• GIVEN INSTRUCTION
Report every line of the records below that contains the word "tire". Treat uppercase and lowercase as different.

[Records from a data collection]
>> begin
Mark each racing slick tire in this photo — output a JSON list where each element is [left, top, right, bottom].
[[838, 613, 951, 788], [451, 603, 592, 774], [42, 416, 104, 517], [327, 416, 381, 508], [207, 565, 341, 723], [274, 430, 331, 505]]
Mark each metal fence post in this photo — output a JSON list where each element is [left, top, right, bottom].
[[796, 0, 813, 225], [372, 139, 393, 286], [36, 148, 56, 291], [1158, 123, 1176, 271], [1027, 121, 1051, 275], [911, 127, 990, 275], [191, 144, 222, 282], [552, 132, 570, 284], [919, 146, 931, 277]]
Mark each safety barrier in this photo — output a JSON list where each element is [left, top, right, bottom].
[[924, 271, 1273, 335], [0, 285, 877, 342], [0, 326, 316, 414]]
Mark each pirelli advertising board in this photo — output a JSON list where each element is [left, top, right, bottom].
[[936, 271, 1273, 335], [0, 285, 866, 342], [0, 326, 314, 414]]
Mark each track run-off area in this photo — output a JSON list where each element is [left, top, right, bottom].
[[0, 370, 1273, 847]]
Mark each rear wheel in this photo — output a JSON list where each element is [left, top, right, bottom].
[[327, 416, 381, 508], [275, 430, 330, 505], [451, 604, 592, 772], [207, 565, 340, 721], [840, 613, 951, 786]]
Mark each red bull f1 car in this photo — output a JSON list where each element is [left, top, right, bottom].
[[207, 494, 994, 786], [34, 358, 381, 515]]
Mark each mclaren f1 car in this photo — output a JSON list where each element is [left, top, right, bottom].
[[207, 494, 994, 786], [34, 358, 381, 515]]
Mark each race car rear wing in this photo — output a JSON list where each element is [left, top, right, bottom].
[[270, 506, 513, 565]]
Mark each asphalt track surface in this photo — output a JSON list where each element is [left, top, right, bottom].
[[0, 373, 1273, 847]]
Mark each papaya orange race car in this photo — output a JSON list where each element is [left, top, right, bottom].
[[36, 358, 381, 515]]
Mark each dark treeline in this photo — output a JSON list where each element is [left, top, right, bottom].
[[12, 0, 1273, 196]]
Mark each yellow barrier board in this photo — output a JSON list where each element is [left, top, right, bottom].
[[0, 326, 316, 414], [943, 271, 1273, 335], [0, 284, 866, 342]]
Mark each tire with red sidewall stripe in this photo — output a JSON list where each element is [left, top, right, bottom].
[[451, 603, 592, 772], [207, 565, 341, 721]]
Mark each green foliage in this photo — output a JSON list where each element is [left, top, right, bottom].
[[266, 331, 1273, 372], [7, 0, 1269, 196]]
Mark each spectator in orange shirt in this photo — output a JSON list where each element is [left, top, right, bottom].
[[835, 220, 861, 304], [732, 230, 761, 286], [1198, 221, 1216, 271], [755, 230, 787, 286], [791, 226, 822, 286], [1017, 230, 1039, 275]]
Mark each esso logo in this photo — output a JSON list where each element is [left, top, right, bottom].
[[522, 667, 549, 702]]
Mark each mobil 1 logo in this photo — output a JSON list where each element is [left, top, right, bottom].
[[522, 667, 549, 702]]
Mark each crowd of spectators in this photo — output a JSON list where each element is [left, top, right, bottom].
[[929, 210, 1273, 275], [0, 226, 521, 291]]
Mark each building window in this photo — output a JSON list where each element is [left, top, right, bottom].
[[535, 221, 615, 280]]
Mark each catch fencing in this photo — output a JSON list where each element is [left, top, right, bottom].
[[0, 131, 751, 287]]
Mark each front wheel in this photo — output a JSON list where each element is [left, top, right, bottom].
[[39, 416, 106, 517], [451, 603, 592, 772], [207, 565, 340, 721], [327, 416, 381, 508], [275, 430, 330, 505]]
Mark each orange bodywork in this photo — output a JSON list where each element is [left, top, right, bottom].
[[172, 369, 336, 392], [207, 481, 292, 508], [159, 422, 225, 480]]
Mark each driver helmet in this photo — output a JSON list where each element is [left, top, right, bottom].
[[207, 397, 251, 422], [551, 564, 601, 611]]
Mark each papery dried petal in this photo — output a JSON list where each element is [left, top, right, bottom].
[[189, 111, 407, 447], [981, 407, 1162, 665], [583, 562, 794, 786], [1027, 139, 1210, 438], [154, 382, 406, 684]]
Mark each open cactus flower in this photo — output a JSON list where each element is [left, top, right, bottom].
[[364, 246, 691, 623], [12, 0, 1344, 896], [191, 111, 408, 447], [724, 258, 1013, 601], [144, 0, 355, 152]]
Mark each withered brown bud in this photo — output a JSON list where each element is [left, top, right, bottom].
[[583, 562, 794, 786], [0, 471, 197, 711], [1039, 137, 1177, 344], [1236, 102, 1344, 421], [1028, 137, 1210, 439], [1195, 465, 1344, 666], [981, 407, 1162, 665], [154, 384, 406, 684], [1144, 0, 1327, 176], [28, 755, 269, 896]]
>> end
• TASK SOLUTION
Mark each racing slick tire in this photo — output a JSON list where each element is [left, top, right, bottom].
Mark each tire with red sidewall stripe in this photo — output a JSON list where each element is [left, top, right, bottom].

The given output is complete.